▸ **Anweisung 1**
Bearbeite im Text über Deutschland als Hegemonialmacht das Stück zwischen „Deutschland - die“ und „ihren Kernargumenten zusammen.“, beides eingeschlossen, und gib es neu wieder. Setze dabei „Journalisten“ an die Stelle von „Feuilletonisten“.
▸ **Anweisung 2**
Schreib den Text über Deutschland als Hegemonialmacht Europas nach seinem letzten Satz weiter.

▸ **Gezeigter Text**
***
Montag, 29. Juli 2013

Niklas Götz

Deutschland - die Hegemonialmacht Europas? Eine scheinbar unerhörte These, die die Feuilletonisten der Welt in Atem hielt. Aber ist es wirklich so fragwürdig, eine der weltgrößten Volkswirtschaften als politisch einflussreich zu bezeichnen? Diese Diskussion fasse ich hier mit ihren Kernargumenten zusammen.

  

Wer sich mit entsprechenden Zeitschriften beschäftigt hat, wird eine der am heftigsten geführten Diskussionen zur Europapolitik nicht entgangen sein, da sie den gesamten Kontinent in Atem hielt. Den Anfang machte ein einziger Text, über den alle großen Zeitungen im Feuilletonteil berichteten, selbst renommierte englische Essaymagazine ließen sich zu fragwürdigen Äußerungen herab und kommentierten: „the first unabashed manifesto of German paramountcy in the Union“.1

Dabei fing alles Anfang 2012 nur mit einem Artikel im Merkur des Konstanzer Juraprofessors Christoph Schönberger an , welcher erklärte, Deutschland sei aufgrund seiner wirtschaftlichen Überlegenheit und seinem Einfluss bei der Lösung der Finanzkrise die Hegemonialmacht Europas. Dies bedeutet, dass andere Staaten aufgrund ihrer Unterlegenheit nicht in der Lage sind, ihre Interessen ohne Deutschland durchzusetzen. Aufgrund der Erfahrungen des Ersten und Zweiten Weltkriegs fürchtet man sich jedoch bei uns in Deutschland vor dieser Rolle und nimmt sie nicht wahr. Diese unausgefüllte Hegemonie ist jedoch beinahe so gefährlich wie ein Missbrauch derselben, führt sie doch zu einem Machtvakuum. Deshalb forderte Schönberger, dass Deutschland seine Übermacht zum Wohle der Europäischen Union nutzen sollte.
***
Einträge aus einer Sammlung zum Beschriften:
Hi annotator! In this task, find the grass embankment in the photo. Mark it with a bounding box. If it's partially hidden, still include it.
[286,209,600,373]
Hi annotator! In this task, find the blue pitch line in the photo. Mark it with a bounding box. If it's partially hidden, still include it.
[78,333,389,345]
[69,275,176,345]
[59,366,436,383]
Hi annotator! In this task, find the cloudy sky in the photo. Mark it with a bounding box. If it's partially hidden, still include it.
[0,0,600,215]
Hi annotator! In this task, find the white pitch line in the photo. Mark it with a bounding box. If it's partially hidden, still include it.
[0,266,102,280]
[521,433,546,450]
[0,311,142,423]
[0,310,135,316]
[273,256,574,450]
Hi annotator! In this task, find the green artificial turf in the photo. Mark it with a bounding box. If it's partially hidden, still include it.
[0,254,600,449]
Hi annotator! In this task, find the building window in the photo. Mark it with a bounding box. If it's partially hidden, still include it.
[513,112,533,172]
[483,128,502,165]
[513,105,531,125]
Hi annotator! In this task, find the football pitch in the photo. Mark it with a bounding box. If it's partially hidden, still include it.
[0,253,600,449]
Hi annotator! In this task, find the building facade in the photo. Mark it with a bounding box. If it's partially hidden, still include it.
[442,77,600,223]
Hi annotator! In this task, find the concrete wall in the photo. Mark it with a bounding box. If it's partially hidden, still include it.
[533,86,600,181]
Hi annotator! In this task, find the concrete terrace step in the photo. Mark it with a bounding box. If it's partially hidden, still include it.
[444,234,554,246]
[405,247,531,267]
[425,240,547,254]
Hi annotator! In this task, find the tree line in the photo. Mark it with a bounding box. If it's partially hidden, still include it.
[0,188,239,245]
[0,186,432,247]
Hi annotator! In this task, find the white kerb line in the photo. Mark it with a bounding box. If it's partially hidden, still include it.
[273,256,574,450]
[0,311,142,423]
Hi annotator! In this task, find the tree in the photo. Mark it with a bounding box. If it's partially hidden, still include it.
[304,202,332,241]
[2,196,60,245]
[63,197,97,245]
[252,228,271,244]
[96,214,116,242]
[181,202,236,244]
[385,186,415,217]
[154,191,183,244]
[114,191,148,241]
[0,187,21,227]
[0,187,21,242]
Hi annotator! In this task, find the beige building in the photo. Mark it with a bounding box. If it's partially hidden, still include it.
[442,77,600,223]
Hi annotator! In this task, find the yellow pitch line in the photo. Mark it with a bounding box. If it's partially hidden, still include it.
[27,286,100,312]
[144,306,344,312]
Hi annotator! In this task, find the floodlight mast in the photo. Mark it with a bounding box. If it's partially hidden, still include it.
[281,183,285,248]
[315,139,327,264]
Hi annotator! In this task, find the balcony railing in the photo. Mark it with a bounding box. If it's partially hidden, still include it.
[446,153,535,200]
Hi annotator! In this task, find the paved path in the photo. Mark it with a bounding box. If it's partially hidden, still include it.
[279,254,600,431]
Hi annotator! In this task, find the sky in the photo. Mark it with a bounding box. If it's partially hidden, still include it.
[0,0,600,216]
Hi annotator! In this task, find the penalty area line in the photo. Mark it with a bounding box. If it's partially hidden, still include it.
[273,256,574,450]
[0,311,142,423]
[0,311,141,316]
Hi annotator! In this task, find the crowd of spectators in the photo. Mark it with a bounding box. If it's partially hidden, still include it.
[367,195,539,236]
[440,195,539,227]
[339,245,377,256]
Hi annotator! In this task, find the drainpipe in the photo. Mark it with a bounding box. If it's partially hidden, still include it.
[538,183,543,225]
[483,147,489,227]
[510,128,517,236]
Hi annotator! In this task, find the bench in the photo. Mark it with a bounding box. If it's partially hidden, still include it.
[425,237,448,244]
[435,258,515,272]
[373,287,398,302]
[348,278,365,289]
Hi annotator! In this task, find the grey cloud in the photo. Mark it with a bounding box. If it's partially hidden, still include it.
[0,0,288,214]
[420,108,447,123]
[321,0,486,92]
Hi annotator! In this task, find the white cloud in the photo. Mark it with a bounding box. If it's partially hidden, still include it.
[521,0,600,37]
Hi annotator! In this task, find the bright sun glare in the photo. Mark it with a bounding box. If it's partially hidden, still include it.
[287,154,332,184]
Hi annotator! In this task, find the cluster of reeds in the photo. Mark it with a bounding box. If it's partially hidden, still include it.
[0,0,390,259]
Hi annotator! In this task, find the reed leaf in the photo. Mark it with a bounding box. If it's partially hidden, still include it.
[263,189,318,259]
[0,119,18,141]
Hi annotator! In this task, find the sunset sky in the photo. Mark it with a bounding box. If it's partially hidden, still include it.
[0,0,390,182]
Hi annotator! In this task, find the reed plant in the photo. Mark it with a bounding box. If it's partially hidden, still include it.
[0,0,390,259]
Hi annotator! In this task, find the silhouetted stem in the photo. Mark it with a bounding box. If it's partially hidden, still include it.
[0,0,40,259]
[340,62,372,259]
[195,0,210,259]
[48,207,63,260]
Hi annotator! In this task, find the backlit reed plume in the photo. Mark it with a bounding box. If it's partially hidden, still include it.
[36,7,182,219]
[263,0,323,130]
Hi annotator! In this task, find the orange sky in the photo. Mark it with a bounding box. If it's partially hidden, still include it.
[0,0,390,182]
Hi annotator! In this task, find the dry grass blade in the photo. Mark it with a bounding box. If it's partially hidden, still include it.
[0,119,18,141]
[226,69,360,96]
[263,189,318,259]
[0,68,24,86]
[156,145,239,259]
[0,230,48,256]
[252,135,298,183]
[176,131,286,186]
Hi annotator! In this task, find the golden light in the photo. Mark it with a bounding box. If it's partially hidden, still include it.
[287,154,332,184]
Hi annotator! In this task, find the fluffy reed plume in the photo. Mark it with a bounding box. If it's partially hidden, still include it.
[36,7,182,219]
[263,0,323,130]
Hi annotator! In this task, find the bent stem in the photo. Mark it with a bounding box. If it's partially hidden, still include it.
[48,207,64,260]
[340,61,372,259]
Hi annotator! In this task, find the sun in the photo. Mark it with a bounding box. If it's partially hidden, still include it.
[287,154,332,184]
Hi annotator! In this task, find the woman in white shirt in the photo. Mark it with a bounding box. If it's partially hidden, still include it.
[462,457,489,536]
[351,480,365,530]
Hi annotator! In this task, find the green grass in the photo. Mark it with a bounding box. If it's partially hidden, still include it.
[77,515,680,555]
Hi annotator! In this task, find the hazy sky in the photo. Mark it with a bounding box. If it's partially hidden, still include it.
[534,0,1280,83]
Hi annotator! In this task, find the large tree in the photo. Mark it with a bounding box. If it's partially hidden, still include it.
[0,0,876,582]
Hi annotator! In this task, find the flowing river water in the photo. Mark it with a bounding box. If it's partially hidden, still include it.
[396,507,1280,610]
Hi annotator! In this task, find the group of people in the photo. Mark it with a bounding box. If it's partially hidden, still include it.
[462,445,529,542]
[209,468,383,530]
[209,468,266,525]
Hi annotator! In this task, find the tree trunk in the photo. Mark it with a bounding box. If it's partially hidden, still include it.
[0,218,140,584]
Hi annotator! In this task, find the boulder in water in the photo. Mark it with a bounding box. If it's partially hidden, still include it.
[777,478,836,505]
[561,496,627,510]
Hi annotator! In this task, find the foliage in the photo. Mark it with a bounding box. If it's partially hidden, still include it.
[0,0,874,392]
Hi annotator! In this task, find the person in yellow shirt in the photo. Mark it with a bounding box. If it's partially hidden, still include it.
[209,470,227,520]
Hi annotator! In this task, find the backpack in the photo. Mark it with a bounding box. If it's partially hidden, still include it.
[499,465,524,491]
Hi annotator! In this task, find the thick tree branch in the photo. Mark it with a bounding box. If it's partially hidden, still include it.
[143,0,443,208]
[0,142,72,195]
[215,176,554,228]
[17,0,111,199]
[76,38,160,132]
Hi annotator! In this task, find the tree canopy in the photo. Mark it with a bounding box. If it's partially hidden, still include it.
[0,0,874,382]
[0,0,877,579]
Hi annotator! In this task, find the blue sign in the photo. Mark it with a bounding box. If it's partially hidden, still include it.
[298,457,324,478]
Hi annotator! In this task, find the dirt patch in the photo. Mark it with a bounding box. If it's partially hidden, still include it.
***
▸ **Schriftliche Antwort 1**
Deutschland - die Hegemonialmacht Europas? Eine scheinbar unerhörte These, die die Journalisten der Welt in Atem hielt. Aber ist es wirklich so fragwürdig, eine der weltgrößten Volkswirtschaften als politisch einflussreich zu bezeichnen? Diese Diskussion fasse ich hier mit ihren Kernargumenten zusammen.

▸ **Schriftliche Antwort 2**
Leider wurde dieser Artikel oftmals alles andere als im Sinne des Autors interpretiert. Die zahllosen Aufschreie, welche durch die intellektuelle Welt hallten, bestätigten die Argumentation des Autors, dass man geradezu Angst vor einer deutschen Hegemonie habe. Selbst der ehemalige Bundeskanzler Helmut Schmidt schrieb an den Verfasser und warnte vor einem „Führungsanspruch“ Deutschlands in Europa, welcher letztendlich die Vereinigung des Kontinents gefährden könnte. Dabei ist es jedoch umgekehrt. Denn der Führungsanspruch ist nicht selbst herbeigeführt, sondern hat sich wirtschaftlich entwickelt – dies legitimiert die Rolle als „primus inter pares“ und zerstreut Bedenken im Bezug zum letzten Jahrhundert. Solange man diese leitende Rolle in der Bundesrepublik ignoriert, wird die Zusammenarbeit auf supranationaler Ebene empfindlich erschwert. Jeder wartet darauf, dass Deutschland Leitlinien setzt und Machtwörter spricht. Stattdessen hält es sich vornehm zurück.

Neben ideologischen Einwänden konnte man der Diskussion jedoch auch rationale Einwände entnehmen, welche im folgenden kurz dargestellt und daraufhin entkräftet werden sollen.

Einer der wichtigsten ist, dass es Deutschland schlichtweg an entsprechender Macht (militärisch, außenpolitisch, etc.) mangelt, um eine wirkliche Hegemonialmacht zu sein. Dieses Argument rührt jedoch von einem falschen Gebrauch des Wortes Hegemonie im Laufe der letzten Jahre her. Weder die USA noch China sind ein Hegemonialmächte, egal wie oft das behauptet wird. Diese hat nach der Definition einen bestimmenden Einfluss in einem föderativen System (an dem weder die USA noch China teilhaben). Daraus kann man folgern, dass Deutschland keine Supermacht, sondern nur in einem wichtigen Bereich, in diesem Falle der Wirtschaft, seinen Bundespartner überlegen sein muss. Dies ist hier unzweifelhaft der Fall.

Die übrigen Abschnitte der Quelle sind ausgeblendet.